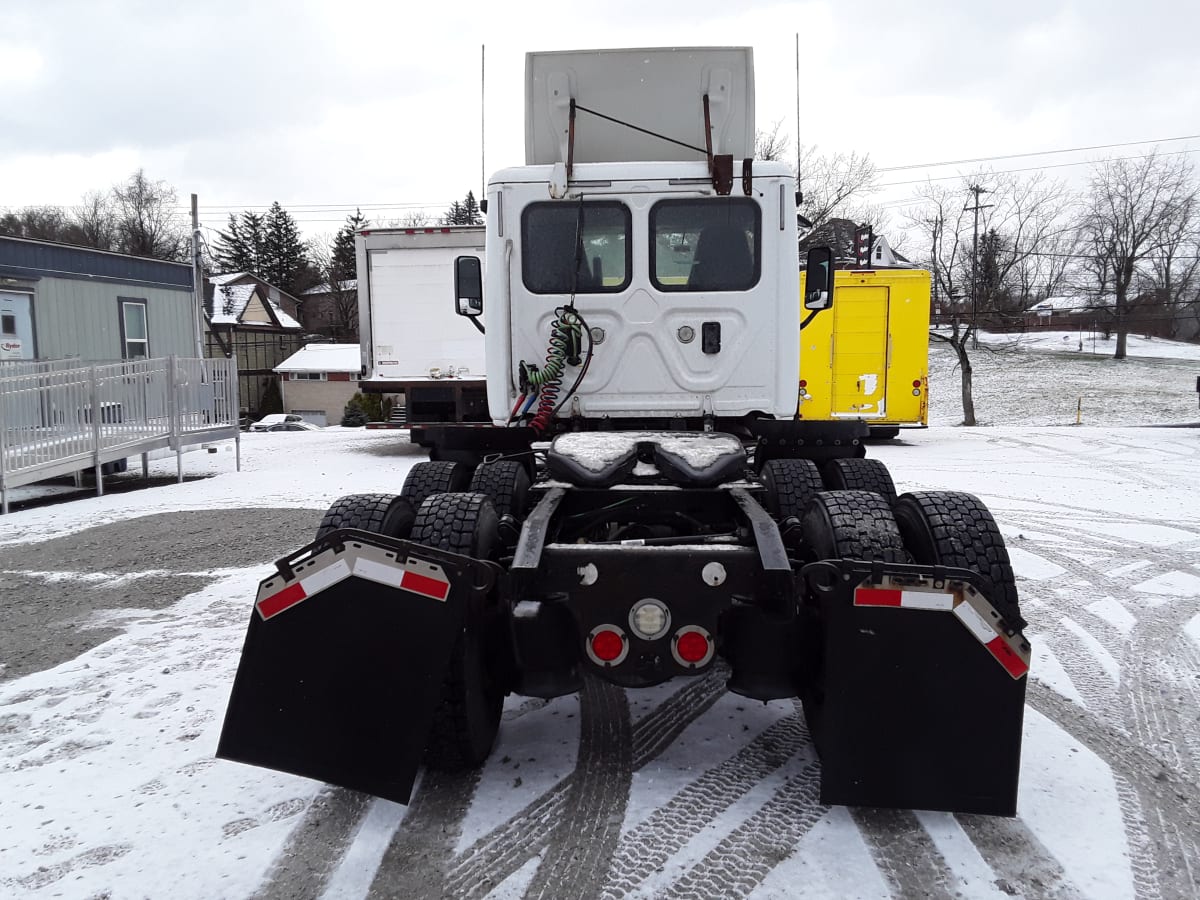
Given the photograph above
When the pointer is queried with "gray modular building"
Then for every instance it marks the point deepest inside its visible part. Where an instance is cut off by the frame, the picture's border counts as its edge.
(60, 301)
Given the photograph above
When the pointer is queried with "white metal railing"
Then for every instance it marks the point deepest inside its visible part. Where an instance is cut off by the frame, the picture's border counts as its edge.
(64, 417)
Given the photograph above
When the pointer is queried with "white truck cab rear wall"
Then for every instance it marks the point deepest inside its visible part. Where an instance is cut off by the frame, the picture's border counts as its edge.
(643, 367)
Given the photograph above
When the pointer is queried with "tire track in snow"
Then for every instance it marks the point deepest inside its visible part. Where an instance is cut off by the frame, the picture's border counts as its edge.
(1156, 642)
(581, 846)
(1162, 799)
(1019, 859)
(417, 858)
(505, 849)
(744, 858)
(905, 852)
(1139, 714)
(648, 846)
(316, 845)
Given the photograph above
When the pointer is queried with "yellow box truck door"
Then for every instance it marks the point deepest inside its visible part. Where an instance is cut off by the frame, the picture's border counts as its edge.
(861, 352)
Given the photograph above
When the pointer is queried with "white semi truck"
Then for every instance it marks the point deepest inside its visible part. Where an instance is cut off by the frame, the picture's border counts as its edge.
(413, 345)
(643, 503)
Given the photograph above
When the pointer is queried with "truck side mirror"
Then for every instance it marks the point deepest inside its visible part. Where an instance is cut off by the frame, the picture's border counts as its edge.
(819, 280)
(468, 287)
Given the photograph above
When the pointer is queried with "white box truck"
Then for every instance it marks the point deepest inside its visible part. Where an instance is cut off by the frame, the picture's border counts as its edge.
(413, 343)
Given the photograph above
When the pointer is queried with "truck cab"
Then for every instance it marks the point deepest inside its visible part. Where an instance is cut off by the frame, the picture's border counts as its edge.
(689, 298)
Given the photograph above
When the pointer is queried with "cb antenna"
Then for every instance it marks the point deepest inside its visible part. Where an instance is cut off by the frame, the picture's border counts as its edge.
(799, 186)
(483, 113)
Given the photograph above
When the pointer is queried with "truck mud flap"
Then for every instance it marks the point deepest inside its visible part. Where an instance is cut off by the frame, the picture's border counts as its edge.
(345, 658)
(916, 689)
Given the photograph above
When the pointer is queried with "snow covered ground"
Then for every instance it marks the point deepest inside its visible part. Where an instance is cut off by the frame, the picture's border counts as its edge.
(125, 615)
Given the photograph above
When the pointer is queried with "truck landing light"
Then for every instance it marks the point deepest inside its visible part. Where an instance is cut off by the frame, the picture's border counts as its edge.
(693, 647)
(649, 619)
(607, 646)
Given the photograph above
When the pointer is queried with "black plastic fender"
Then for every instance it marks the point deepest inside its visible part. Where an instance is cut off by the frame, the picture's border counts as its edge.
(345, 657)
(915, 690)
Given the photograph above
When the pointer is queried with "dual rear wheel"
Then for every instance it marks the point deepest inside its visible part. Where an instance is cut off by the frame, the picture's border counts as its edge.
(436, 509)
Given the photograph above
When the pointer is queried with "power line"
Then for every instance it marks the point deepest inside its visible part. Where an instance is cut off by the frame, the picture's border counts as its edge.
(1036, 168)
(1036, 153)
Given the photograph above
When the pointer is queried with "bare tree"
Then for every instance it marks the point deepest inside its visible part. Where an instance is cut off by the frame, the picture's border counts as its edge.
(831, 184)
(1175, 268)
(42, 223)
(1129, 213)
(769, 144)
(1032, 217)
(148, 221)
(96, 220)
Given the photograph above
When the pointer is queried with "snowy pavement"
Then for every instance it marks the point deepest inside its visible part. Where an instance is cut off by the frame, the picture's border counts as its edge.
(109, 787)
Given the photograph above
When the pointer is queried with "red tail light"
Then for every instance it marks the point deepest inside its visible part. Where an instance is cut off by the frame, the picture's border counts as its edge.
(693, 646)
(607, 646)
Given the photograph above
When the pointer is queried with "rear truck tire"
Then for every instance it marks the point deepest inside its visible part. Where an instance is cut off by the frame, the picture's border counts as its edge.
(377, 513)
(841, 525)
(468, 714)
(859, 474)
(955, 528)
(507, 484)
(852, 525)
(790, 485)
(426, 479)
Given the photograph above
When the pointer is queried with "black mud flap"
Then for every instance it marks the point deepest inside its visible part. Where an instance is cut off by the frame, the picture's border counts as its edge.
(345, 658)
(916, 695)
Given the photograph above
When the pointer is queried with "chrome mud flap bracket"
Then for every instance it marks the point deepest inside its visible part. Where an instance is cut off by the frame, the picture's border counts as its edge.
(345, 658)
(915, 688)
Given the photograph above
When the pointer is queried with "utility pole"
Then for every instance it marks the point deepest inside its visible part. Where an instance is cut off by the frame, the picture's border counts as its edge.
(975, 263)
(197, 279)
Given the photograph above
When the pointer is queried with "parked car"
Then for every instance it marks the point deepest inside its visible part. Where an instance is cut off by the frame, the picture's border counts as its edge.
(295, 426)
(268, 421)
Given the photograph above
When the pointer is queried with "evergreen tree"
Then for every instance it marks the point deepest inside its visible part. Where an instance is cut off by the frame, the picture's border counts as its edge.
(453, 215)
(241, 246)
(466, 213)
(345, 264)
(471, 210)
(286, 258)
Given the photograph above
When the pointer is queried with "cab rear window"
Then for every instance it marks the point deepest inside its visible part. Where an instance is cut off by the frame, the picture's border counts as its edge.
(702, 245)
(570, 246)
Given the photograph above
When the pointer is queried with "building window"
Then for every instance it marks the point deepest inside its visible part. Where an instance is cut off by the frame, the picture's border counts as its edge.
(135, 330)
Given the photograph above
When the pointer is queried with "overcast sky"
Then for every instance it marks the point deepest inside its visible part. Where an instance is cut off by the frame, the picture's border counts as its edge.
(325, 106)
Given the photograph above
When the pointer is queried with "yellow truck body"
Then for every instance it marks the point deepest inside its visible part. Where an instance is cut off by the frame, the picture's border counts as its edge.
(868, 357)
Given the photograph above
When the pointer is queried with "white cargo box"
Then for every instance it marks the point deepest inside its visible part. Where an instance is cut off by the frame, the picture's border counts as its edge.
(658, 89)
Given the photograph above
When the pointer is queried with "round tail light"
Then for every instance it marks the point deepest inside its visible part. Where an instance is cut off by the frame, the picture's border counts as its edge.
(693, 647)
(607, 646)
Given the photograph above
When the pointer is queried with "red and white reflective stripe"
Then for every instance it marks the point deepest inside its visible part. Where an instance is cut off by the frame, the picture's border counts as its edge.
(907, 599)
(415, 576)
(996, 642)
(1009, 652)
(304, 588)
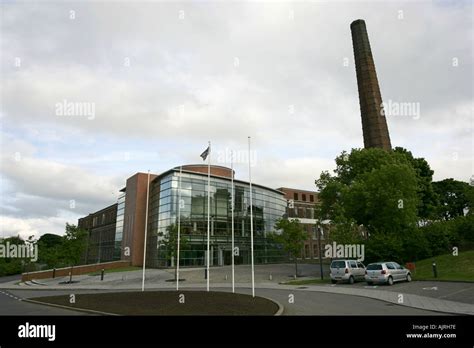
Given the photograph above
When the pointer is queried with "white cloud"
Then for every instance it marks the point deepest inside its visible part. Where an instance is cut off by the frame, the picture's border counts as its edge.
(182, 88)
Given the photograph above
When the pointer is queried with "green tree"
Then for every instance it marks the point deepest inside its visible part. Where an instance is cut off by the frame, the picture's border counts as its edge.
(168, 243)
(372, 187)
(291, 236)
(428, 199)
(454, 197)
(9, 266)
(73, 245)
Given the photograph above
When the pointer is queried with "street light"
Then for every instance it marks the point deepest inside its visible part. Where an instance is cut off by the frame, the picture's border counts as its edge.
(320, 255)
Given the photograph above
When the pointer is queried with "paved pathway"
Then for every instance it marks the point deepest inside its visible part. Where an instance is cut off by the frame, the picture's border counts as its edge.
(420, 295)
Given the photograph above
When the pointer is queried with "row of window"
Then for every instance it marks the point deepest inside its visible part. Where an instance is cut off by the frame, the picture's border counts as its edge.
(303, 197)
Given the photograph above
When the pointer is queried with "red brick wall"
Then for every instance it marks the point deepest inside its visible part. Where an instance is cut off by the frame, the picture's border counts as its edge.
(63, 272)
(215, 170)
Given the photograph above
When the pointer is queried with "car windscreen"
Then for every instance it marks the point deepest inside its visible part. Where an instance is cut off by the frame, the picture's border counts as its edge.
(338, 264)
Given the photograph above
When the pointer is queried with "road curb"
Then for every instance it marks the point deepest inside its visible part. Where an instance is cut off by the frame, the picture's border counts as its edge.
(69, 308)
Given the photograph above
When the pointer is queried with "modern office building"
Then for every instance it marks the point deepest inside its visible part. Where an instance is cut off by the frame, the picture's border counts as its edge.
(171, 194)
(301, 205)
(118, 231)
(101, 226)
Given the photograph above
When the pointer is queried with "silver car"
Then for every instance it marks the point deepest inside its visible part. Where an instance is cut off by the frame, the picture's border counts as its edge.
(386, 273)
(348, 271)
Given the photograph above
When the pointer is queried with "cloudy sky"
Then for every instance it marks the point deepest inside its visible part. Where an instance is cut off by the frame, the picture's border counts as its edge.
(160, 79)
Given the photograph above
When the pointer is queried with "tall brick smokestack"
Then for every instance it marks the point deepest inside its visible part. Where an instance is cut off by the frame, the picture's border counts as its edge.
(374, 124)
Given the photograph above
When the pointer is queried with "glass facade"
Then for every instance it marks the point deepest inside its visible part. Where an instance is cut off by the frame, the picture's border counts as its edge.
(119, 226)
(268, 206)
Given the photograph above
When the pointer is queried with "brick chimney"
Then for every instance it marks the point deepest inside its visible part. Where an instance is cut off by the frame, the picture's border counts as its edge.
(374, 124)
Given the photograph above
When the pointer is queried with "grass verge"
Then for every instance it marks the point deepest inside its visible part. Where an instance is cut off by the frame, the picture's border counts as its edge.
(168, 303)
(450, 267)
(116, 270)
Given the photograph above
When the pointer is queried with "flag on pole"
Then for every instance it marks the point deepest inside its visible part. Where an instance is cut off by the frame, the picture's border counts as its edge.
(232, 214)
(205, 153)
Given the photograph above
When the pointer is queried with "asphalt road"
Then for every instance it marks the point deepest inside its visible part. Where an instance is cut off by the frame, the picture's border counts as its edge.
(305, 303)
(452, 291)
(10, 304)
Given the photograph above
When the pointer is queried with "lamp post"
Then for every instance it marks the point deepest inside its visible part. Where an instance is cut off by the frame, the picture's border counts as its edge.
(320, 254)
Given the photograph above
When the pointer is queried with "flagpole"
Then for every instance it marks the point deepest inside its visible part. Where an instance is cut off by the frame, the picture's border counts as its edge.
(146, 228)
(208, 210)
(179, 226)
(232, 214)
(251, 226)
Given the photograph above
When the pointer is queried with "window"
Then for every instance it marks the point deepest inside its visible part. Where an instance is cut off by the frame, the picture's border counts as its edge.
(338, 264)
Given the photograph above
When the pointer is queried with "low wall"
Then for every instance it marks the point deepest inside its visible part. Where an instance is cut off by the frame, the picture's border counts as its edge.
(77, 270)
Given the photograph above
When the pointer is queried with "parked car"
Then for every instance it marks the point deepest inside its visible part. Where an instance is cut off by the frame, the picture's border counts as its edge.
(387, 273)
(348, 271)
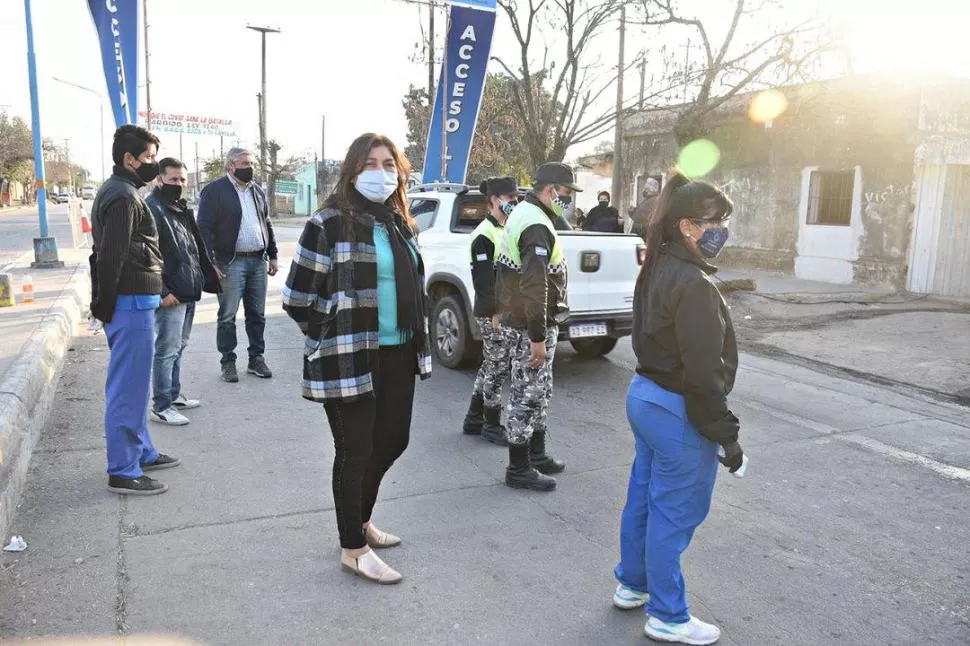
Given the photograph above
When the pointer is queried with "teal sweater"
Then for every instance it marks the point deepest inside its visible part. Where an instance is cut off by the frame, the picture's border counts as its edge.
(388, 331)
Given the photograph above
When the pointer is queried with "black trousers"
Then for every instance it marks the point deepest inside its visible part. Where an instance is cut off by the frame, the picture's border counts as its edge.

•••••

Out of the entries, report each line that contains the word "tire".

◆ The completed task:
When the pointer is queried with "tire track in snow"
When the pointer is queried with "rear truck tire"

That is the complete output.